本文抜粋 =
⟨

入院の準備って結構ある

 

 

 診断されてもすぐに手術できるわけではない。病院によって検査の種類も違うし、いたるまでの期間も違う。CTまではクリニックにあるけれど、MRIは病院にないので、別の総合病院の予約を入れて検査を受けなくてはならない。半日仕事だ。

 

 私の場合、手術にたどり着くまで紆余曲折があったこともあり、さらに両側だと時間がかかるので手術枠もなく、最初に診断されてから手術まで2か月半かかることになる。がんは1センチまでは時間がかかるけれど、1センチが2センチになるのは早い、ということもあり、安心のためにホルモン療法を始めては?ということになった。

 

どの程度、副作用が出るかも調べられるのでとタモキシフェンという薬剤を飲み始めた。閉経前の乳がんで、ホルモン依存の乳がんの場合、術後の標準治療だ。がんのエサとなるエストロゲンの産生を抑えるもの。いわゆるホットフラッシュやのぼせ、多汗など更年期障害などが主な副作用。こればかりは人によるそうで、つらくて続けられない人もいればそうでもない人も。自分がどっちになるかは当然わからない。幸い仕事を続けつつの入院準備期間中にはさほどの副作用は感じなかった。

 

 実は人生初の入院。なので何を用意すれば?だった。病院でしおりをもらった。コップ、ストロー、タオル、お箸、食器洗剤、スポンジ、シャンプー、リンス・・・けっこうある。

 背中や腕におけるクッションとか、お気に入りの枕も必須といえる。片側の方は抱き枕も大活躍するそう。(あとはWi-Fi環境の有無、大事。)

⟩

実施する課題 =
**A.** 入院準備についての本文と照らし合わせ、次の(i)〜(iii)がそれぞれ本文の内容に合っているかを「はい」か「いいえ」で答えてください。判断の根拠となる本文の語句をそのまま引用して添えること。(i) MRI検査は、CTと同じクリニックで受けられる。(ii) 最初に診断されてから手術までには2か月半かかる。(iii) 入院準備期間中、タモキシフェンの副作用を強く感じた。
**B.** 入院準備についての本文を、最後の文のあとから書き継いでください。

参照表現データ =

⟨

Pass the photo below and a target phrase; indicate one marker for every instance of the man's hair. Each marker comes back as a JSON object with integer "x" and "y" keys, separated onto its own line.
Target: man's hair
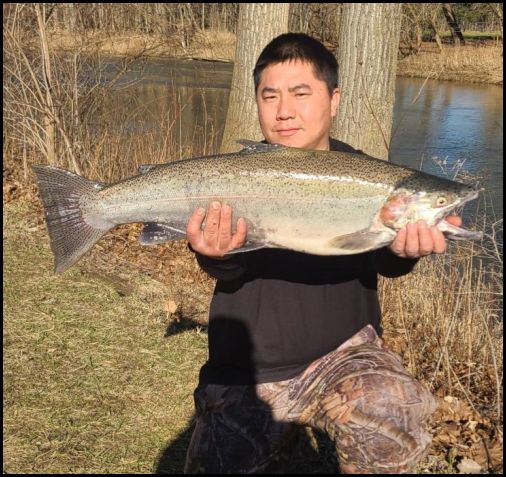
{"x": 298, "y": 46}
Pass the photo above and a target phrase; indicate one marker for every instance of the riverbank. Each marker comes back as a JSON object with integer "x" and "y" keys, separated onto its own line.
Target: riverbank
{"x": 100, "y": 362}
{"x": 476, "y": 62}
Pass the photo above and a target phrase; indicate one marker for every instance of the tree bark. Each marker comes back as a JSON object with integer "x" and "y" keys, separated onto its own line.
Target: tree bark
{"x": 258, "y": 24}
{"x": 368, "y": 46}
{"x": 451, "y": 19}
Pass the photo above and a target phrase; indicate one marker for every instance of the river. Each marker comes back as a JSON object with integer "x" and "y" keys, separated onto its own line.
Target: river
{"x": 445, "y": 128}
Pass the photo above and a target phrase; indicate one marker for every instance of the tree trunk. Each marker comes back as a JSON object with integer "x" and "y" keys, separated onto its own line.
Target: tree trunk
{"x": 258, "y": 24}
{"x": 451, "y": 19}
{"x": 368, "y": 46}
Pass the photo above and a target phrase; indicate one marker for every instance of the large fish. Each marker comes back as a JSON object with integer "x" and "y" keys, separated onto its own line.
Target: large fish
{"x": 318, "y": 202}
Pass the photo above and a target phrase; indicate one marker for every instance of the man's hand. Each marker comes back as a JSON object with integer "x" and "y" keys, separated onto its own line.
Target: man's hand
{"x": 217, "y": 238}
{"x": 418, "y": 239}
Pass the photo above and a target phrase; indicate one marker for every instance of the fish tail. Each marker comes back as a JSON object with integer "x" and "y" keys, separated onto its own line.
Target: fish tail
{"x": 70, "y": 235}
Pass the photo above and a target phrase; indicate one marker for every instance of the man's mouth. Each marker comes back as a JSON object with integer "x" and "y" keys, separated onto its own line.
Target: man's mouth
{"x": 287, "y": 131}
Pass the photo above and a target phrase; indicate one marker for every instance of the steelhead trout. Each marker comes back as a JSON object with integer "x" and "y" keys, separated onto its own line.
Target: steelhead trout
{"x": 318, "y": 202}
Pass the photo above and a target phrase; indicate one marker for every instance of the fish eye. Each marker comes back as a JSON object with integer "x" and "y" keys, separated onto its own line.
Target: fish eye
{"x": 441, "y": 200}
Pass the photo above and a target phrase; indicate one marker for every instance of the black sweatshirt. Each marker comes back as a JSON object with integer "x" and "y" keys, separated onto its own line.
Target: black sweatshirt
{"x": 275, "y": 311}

⟩
⟨

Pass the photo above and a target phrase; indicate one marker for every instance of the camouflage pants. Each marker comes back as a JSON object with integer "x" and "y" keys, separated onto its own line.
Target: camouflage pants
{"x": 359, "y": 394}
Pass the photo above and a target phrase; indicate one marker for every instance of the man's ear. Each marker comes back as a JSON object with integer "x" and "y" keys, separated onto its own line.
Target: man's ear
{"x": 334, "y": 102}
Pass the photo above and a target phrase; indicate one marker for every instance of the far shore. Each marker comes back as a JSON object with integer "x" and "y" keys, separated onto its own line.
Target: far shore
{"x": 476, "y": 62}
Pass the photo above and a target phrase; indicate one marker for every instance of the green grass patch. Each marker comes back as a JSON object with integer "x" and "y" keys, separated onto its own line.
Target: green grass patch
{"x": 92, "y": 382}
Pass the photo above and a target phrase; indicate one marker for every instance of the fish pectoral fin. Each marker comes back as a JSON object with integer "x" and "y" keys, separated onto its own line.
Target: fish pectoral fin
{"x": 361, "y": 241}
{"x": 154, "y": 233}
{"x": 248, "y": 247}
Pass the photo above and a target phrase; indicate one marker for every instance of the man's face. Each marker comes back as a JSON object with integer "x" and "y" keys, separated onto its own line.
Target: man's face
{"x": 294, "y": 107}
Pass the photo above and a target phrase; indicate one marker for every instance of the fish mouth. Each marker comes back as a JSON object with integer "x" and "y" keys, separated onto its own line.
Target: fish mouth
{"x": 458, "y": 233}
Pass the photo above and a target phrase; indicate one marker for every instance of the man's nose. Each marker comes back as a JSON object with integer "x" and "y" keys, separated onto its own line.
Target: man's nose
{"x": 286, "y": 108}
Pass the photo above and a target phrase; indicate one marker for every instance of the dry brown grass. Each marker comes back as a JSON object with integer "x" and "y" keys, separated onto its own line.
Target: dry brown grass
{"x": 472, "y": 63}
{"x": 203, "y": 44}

⟩
⟨

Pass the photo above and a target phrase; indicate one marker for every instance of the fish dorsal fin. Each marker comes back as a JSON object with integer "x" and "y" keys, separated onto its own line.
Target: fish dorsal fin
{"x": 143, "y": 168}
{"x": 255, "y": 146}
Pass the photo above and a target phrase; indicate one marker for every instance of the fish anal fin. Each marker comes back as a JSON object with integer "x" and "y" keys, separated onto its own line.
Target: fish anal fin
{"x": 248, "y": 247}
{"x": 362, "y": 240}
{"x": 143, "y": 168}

⟩

課題の解答 =
**A.**
(i) いいえ。「CTまではクリニックにあるけれど、MRIは病院にないので、別の総合病院の予約を入れて検査を受けなくてはならない」
(ii) はい。「最初に診断されてから手術まで2か月半かかることになる」
(iii) いいえ。「幸い仕事を続けつつの入院準備期間中にはさほどの副作用は感じなかった」

**B.**
テレビは見れても、WIFIはいる。やっぱり病院内は電波が弱い。ネットサーチのし過ぎはダメだけれども好きなものを見たり、情報交換したり、何より仕事の(仕事バカ)進捗を知っているだけでどれだけ心が穏やかになるか。

 

パケ代気にしていきたくないなと。

 

 モンダイはパジャマだ。手術後、どこまで腕があがるかはあげてみるまでわからないことから前開きが推奨。診察もしやすいことから、前開き。家に一枚もないことに気づいた。

 

 術後専用の下着、胸帯もいる。どんな状況で自分が手術後に家に帰れるかわからないので洋服も前開きじゃない『かぶり』もので来ないほうがいいといわれた。着ていった洋服が着られない可能性すらある。手術ってそういうものなのだ・・・。

 

 2週間のうちに病院は3回。他の臓器に転移がないかどうか、MRIでみたり、乳頭までしこりがないかどうか確かめたり・・・。血液検査もとても大事。その結果に毎回、ドキドキ。他のところに転移がないという知らせを受けたときはうれしかった。でもこのドキドキは手術後の検診のたびに続く長い道のりの始まりでしかない。

 

 で、入院前日に会社で「乳がんになりまして、あすから休みます」、と宣言して入院となる。このとき初めて聞いた人ももちろん多く、みんなリアクションに困っていて、申し訳ないなあと思った。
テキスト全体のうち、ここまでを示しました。